- AIM OF THE EXERCISE:
The records below are to be retyped in full, without any alteration.

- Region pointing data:
━━━━━━━━━━━━━━━━
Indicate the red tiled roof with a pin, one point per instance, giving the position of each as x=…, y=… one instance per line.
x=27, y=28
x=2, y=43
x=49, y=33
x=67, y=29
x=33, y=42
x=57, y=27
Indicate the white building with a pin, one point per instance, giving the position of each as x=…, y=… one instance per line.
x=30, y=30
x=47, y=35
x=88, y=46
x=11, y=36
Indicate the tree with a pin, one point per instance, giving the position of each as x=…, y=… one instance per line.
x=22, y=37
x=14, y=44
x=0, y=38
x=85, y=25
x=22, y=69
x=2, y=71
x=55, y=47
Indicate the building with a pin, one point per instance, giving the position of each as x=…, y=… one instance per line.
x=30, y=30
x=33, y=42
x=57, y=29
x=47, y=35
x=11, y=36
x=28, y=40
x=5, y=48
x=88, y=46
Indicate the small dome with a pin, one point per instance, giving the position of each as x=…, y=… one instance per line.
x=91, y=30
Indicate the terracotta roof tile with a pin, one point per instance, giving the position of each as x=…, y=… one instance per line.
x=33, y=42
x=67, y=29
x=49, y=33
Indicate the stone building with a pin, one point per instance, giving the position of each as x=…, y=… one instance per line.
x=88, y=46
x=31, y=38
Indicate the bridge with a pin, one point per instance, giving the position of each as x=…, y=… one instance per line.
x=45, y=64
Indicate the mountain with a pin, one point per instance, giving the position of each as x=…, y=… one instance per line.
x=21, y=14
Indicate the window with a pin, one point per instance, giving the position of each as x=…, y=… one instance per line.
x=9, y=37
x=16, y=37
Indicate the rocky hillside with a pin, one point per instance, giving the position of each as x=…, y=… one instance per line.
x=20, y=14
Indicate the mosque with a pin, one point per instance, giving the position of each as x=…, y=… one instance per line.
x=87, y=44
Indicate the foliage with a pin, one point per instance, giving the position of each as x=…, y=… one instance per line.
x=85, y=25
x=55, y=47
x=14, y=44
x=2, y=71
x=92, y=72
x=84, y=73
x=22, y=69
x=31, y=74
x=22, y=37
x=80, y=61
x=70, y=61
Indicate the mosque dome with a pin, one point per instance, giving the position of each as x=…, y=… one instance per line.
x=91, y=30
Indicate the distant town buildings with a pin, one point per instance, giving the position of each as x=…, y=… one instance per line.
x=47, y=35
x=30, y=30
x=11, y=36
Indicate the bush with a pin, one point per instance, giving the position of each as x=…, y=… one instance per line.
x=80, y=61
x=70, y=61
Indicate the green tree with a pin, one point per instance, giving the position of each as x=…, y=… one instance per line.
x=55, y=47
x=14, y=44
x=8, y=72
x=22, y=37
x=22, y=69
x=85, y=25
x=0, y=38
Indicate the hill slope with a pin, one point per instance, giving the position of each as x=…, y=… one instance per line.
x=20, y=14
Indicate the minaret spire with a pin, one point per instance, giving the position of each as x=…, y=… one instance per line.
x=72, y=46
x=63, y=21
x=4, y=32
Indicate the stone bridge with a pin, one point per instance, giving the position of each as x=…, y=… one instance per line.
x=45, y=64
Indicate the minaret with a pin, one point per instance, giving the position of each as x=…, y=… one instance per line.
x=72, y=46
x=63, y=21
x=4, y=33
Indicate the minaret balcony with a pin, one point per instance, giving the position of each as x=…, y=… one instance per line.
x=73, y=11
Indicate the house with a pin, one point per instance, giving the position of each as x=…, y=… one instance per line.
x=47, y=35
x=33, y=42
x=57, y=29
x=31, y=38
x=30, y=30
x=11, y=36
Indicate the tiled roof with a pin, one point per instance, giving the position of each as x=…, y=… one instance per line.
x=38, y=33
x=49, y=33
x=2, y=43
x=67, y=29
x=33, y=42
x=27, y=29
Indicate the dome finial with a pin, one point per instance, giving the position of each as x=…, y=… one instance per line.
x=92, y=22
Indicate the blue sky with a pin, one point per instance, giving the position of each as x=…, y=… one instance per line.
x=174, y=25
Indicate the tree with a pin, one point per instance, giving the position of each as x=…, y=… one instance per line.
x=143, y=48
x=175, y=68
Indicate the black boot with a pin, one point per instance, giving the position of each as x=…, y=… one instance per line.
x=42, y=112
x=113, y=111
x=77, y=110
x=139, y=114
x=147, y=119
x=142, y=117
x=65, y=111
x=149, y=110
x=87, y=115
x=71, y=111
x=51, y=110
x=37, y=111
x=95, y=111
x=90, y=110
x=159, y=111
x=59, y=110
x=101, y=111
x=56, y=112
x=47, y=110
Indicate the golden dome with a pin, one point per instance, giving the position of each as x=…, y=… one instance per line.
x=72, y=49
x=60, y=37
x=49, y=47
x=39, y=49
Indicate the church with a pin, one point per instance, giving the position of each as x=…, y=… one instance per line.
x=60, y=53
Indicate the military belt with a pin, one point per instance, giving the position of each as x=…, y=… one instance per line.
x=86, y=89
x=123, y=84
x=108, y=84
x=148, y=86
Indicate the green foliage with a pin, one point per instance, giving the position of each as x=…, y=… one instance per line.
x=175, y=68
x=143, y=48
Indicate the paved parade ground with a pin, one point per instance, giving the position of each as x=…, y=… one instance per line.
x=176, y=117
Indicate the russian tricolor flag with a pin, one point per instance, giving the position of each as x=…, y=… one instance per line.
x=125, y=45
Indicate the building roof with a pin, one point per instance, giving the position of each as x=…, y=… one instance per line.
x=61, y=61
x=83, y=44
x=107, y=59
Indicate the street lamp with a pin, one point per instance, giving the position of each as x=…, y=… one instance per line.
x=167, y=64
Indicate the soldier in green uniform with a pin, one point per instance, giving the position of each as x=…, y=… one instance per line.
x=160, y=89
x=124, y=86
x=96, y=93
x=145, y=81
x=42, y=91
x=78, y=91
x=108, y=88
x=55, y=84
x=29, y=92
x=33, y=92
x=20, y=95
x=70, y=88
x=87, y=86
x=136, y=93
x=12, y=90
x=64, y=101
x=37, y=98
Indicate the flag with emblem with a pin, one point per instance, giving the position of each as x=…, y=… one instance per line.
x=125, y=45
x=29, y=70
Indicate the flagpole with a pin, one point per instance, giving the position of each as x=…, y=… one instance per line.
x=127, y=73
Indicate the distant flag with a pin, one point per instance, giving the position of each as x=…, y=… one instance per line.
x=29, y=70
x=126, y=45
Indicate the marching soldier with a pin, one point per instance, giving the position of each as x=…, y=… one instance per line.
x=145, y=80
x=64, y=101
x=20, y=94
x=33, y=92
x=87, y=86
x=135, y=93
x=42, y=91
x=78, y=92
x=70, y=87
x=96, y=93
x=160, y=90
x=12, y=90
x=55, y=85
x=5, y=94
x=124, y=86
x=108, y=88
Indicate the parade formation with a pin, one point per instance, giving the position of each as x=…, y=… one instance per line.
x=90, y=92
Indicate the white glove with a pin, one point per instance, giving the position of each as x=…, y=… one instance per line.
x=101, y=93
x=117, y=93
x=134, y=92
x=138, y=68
━━━━━━━━━━━━━━━━
- RESPONSE TO THIS EXERCISE:
Indicate the red tiled roof with a pin, one point per instance, giving the position of each as x=…, y=… one instance per line.
x=27, y=28
x=2, y=43
x=49, y=33
x=67, y=29
x=33, y=42
x=57, y=27
Indicate the white building with a pin, one point per instance, giving the position of each as x=…, y=… one instance per line.
x=30, y=30
x=47, y=35
x=88, y=46
x=11, y=36
Indicate the tree with a pin, one point per instance, giving the position of each as x=…, y=… one instance per line.
x=22, y=37
x=14, y=44
x=0, y=38
x=85, y=25
x=22, y=69
x=2, y=71
x=55, y=47
Indicate the building with a pin, one point per instance, giving the position of each as x=…, y=… one instance per line.
x=30, y=30
x=33, y=42
x=57, y=29
x=47, y=35
x=11, y=36
x=28, y=40
x=5, y=48
x=88, y=46
Indicate the small dome with a pin, one point per instance, giving the position of each as x=…, y=… one instance per line.
x=91, y=30
Indicate the terracotta roof tile with a pin, one point per instance, giving the position of each as x=…, y=… one instance per line.
x=33, y=42
x=67, y=29
x=49, y=33
Indicate the stone building with a pin, one point per instance, giving the position of each as x=…, y=… one instance per line.
x=88, y=46
x=31, y=38
Indicate the bridge with a pin, one point per instance, giving the position of each as x=…, y=… one instance per line.
x=45, y=64
Indicate the mountain with a pin, one point per instance, giving the position of each as x=…, y=… one instance per line.
x=21, y=14
Indicate the window with a pin, one point per instance, giving the position of each as x=…, y=… one instance per line.
x=9, y=37
x=16, y=37
Indicate the rocky hillside with a pin, one point per instance, giving the position of each as x=…, y=… one instance per line.
x=20, y=14
Indicate the mosque with a pin, one point per instance, giving the position of each as x=…, y=… one instance per line.
x=87, y=44
Indicate the foliage with a pin, one point per instance, giving the position of each as x=…, y=… one instance per line.
x=85, y=25
x=55, y=47
x=14, y=44
x=2, y=71
x=92, y=72
x=84, y=73
x=22, y=69
x=31, y=74
x=22, y=37
x=80, y=61
x=70, y=61
Indicate the mosque dome with a pin, one point per instance, giving the position of each as x=…, y=… one instance per line.
x=91, y=30
Indicate the distant town buildings with a pin, one point per instance, giving the position of each as x=…, y=… one instance per line.
x=47, y=35
x=30, y=30
x=11, y=36
Indicate the bush with a pin, one point per instance, giving the position of each as x=…, y=… one instance per line.
x=80, y=61
x=70, y=61
Indicate the green tree with a pin, one point per instance, giving the position of each as x=…, y=… one instance per line.
x=55, y=47
x=14, y=44
x=8, y=72
x=22, y=37
x=22, y=69
x=85, y=25
x=0, y=38
Indicate the hill slope with a pin, one point per instance, giving the position of each as x=…, y=… one instance per line.
x=20, y=14
Indicate the minaret spire with a pin, one point per instance, giving the position of each as x=…, y=… one instance per line.
x=72, y=46
x=63, y=21
x=4, y=32
Indicate the stone bridge with a pin, one point per instance, giving the position of each as x=…, y=… one instance per line.
x=45, y=64
Indicate the minaret with a pin, one point per instance, giving the position of each as x=…, y=… one instance per line.
x=72, y=46
x=63, y=21
x=4, y=33
Indicate the minaret balcony with a pin, one point per instance, giving the position of each as x=…, y=… one instance per line.
x=73, y=11
Indicate the house with a pin, one point per instance, giving the position of each as x=…, y=… one instance per line.
x=47, y=35
x=33, y=42
x=57, y=29
x=31, y=38
x=30, y=30
x=11, y=36
Indicate the tiled roof with a pin, one point per instance, giving the position of each as x=…, y=… one instance per line.
x=38, y=33
x=49, y=33
x=2, y=43
x=67, y=29
x=33, y=42
x=27, y=29
Indicate the dome finial with a pin, one point per instance, giving the position of each as x=…, y=… one instance per line.
x=92, y=22
Indicate the blue sky with a pin, one point per instance, giving the position of each as x=…, y=… one instance per line.
x=174, y=25
Indicate the tree with a pin, one point per instance, giving the position of each as x=…, y=… one instance per line.
x=143, y=48
x=175, y=68
Indicate the black boot with a pin, one point per instance, giving the position of each as x=…, y=… one instance per line.
x=42, y=112
x=113, y=111
x=77, y=110
x=139, y=114
x=147, y=119
x=142, y=117
x=65, y=111
x=149, y=110
x=87, y=115
x=71, y=111
x=51, y=110
x=37, y=111
x=95, y=111
x=90, y=110
x=159, y=111
x=59, y=110
x=101, y=111
x=56, y=112
x=47, y=110
Indicate the golden dome with a pin, one point per instance, giving the position of each as x=…, y=… one instance per line.
x=72, y=49
x=60, y=37
x=49, y=47
x=39, y=49
Indicate the church with a pin, one point per instance, giving the position of each as x=…, y=… one instance per line.
x=60, y=53
Indicate the military belt with a pin, one point per instance, giving the position of each as x=…, y=… one instance per line.
x=86, y=89
x=123, y=84
x=108, y=84
x=148, y=86
Indicate the green foliage with a pin, one point per instance, giving the position of each as x=…, y=… one instance per line.
x=175, y=68
x=143, y=48
Indicate the paved parade ground with a pin, one point per instance, giving the position of each as x=…, y=… one instance per line.
x=176, y=117
Indicate the russian tricolor flag with a pin, one point per instance, giving the position of each as x=…, y=… one instance per line.
x=125, y=45
Indicate the building roof with a pin, one point per instance, giving the position of each as x=…, y=… one instance per line.
x=61, y=61
x=83, y=44
x=107, y=59
Indicate the street lamp with a pin, one point per instance, giving the position of each as x=…, y=… one instance per line.
x=167, y=64
Indicate the soldier in green uniform with a pin, one point per instance, giving the position of each as x=…, y=… one instance per line.
x=160, y=89
x=124, y=86
x=96, y=93
x=145, y=81
x=42, y=91
x=78, y=91
x=108, y=88
x=55, y=84
x=29, y=92
x=33, y=92
x=20, y=95
x=70, y=88
x=87, y=86
x=136, y=93
x=12, y=90
x=64, y=101
x=37, y=98
Indicate the flag with emblem with a pin, one point per instance, giving the position of each as x=…, y=… one instance per line.
x=125, y=45
x=29, y=70
Indicate the flagpole with a pin, one point per instance, giving the position of each as x=…, y=… one instance per line.
x=127, y=73
Indicate the distant flag with a pin, one point per instance, giving the position of each as x=…, y=… one instance per line.
x=29, y=70
x=126, y=45
Indicate the marching soldier with a pin, one point per instance, giving the position of each as x=…, y=… one instance per line.
x=145, y=80
x=64, y=101
x=20, y=94
x=33, y=92
x=87, y=86
x=135, y=93
x=42, y=91
x=78, y=92
x=70, y=87
x=96, y=93
x=160, y=90
x=12, y=90
x=55, y=85
x=5, y=94
x=124, y=86
x=108, y=88
Indicate the parade formation with a pin, one point per instance, giving the position of each as x=…, y=… one instance per line.
x=90, y=92
Indicate the white glove with a pin, one point per instance, giving the position of each as x=…, y=… one instance per line.
x=101, y=93
x=117, y=93
x=134, y=92
x=138, y=68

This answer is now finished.